> _Prompt 1_: In the Inviting Writing post on food and reconciliation, what did the writer eat during the three days in the hospital?
> _Prompt 2_: Reproduce the part of the Inviting Writing post starting at "Inviting Writing: Food" and ending at "Flickr user larry&flo.".

> _Exercise text_:
[Start of section]

Inviting Writing: Food and Reconciliation

Is it possible to forget a few bad food memories and have a healthy relationship with a foodstuff?
Is it possible to forget a few bad food memories and have a healthy relationship with a foodstuff? Image courtesy of Flickr user larry&flo.

Just because this is a food blog doesn’t mean we can’t talk about other things, like relationship issues. A while back on Inviting Writing we asked readers to tell us about foods that marked their break-ups, and another invitational garnered heartfelt essays about people’s relationships to their kitchens. This time, let’s consider food as a vehicle to get two entities back together. The stories could be about reconciliation between you and a foodstuff with which you’ve had tempestuous relationship, or perhaps how food was used to patch up a rocky—or broken—connection with another person. I’ll get the ball rolling, exploring my estrangement from a certain, wobbly dessert. And if it involves edibles, surely the best part of breaking up is when you’re making up.

If you have a story that fits with this month’s theme, please send your true, personal essay to [email protected] by Friday, October 7 October 14. We’ll read them all and pick our favorites, which will appear on the blog on subsequent Mondays.

Making Room for Jell-O

Appendixes are funny things. You have only one of them and they go wonky just once, which means you need to be intuitive enough to tell the difference between a gnarly case of food poisoning and the sensation of the right side of your body getting ready to pop a seam. If the lightbulb goes off in your head early enough, you can get to the doctor and have the residual organ lopped off in a grand act of outpatient surgery. Otherwise, if you let it go so long that it erupts, you could develop a deadly case of peritonitis. Many famous people have gone this way: magician Harry Houdini, silent screen actor Rudolph Valentino, painter George Bellows. Thankfully, when my appendix decided to self-destruct when I was 14, I made it into the operating room, but the appendix burst mid-procedure. For the next three days I was stuck in the hospital, subsisting on a diet of broth, Italian Ice and Jell-O. Three times a day, without fail.

My mom used to do lot of fun things with Jell-O. She’d gel a sheet of the stuff and use cookie cutters to make novelty-shaped jigglers, or fold in some Cool-Whip while the gelatin was beginning to set for a completely different flavor and texture. And then there were the plastic egg molds she’d bring out at Easter to create three-dimensional artificially flavored treats. Jell-O was so much fun, so pure, so seemingly impossible to ruin. Yet the hospital cafeteria managed to achieve just that with their Lysol-colored cubes of lemon gelatin that had grown a peelable skin atop the wiggly insides, the lot of them twitching in a bowl. By the time I got home, my love affair with Jell-O was over, to the point that just the smell of the stuff being prepared made me feel ill. After a few years I could stomach it if it was mixed with other ingredients—lots of them. But standalone Jell-O was an absolute no-go.

A month or so ago I was in the local Goodwill thumbing through a bin of vintage cooking pamphlets when I found a copy of The Joys of Jell-O, a cookbook first published in the early 1960s that campily hails the glory of aspics and novelty desserts, all in the uniquely awful palette of mid-century color printing. Contained therein were pictures vegetables trapped in suspended animation and recipes calling for ungodly-sounding pairings—pineapple, lemon gelatin and mayonnaise anyone? The food presentations aspired to elegance, yet there is something inherently tragicomic about the sight of shrimp fastidiously arranged around the sides of an atomic green ring mold. These images that reinforced my idea that this is surely what they serve in Hell. Nevertheless, my deep-rooted love for kitchen kitsch trumped my longstanding prejudices and I picked up the book.

[End of section]

> _Raw data_:
[Start of section]

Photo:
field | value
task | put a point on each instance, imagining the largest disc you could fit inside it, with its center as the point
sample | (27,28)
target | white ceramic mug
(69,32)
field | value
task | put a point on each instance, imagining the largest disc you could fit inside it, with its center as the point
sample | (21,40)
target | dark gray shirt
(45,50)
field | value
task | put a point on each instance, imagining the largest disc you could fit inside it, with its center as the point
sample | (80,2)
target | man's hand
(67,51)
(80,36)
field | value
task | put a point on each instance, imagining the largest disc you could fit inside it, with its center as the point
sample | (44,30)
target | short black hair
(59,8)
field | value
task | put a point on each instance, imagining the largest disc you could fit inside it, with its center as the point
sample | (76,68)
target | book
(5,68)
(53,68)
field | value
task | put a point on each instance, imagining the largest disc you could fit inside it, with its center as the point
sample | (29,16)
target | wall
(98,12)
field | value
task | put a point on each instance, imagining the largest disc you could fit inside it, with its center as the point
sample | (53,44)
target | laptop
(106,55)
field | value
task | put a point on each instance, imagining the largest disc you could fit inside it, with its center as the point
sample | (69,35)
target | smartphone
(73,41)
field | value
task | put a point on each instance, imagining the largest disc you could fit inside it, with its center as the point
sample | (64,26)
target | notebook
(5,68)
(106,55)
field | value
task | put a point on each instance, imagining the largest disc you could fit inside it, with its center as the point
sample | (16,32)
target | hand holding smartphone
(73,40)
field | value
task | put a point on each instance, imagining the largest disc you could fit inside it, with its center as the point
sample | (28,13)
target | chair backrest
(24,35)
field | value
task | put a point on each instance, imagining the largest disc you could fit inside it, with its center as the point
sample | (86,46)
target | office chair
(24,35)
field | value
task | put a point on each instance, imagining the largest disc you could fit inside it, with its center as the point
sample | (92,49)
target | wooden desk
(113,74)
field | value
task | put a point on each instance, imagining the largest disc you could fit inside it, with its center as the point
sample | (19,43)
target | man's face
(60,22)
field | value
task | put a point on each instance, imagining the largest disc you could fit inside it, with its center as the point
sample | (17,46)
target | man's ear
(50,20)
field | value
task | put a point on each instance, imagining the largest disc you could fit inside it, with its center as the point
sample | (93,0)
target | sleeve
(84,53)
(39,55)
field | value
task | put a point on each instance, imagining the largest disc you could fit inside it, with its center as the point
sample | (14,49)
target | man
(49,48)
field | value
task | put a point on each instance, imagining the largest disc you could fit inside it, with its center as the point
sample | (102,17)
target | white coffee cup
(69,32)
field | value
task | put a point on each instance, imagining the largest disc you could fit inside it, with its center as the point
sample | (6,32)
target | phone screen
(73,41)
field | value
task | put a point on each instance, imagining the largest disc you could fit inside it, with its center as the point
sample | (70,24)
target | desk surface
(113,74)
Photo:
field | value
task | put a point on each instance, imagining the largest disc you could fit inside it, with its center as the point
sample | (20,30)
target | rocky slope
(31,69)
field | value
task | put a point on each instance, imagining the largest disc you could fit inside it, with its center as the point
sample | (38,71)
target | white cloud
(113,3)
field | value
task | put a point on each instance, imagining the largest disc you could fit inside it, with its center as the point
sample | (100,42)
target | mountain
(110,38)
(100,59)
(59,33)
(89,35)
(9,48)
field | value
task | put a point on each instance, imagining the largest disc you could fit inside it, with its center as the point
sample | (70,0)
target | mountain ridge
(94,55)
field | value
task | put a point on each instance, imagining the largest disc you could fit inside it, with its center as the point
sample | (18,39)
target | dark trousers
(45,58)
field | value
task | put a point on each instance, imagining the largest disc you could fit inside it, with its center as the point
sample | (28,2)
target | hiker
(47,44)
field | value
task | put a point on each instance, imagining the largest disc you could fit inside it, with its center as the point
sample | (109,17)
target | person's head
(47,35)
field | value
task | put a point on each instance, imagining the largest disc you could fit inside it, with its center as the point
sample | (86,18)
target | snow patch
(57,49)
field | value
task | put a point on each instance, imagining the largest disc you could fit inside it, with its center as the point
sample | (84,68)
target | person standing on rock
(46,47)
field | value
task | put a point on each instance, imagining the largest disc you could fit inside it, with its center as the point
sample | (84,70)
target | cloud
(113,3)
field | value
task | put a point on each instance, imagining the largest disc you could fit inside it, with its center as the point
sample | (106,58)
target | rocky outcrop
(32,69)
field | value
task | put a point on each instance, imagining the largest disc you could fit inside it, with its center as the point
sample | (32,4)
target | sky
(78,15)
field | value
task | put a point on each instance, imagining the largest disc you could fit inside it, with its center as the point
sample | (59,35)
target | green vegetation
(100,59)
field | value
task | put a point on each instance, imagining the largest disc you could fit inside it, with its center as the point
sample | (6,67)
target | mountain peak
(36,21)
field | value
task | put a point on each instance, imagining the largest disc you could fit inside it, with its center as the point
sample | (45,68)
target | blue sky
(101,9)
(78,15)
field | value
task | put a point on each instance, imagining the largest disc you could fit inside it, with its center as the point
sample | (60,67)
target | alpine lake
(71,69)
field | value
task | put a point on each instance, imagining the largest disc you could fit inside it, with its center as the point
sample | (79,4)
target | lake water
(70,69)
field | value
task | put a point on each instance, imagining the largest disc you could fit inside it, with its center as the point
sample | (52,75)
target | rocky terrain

[End of section]

> _Expected answer 1_: Broth, Italian Ice and Jell-O.

> _Expected answer 2_:
Inviting Writing: Food and Reconciliation

Is it possible to forget a few bad food memories and have a healthy relationship with a foodstuff?
Is it possible to forget a few bad food memories and have a healthy relationship with a foodstuff? Image courtesy of Flickr user larry&flo.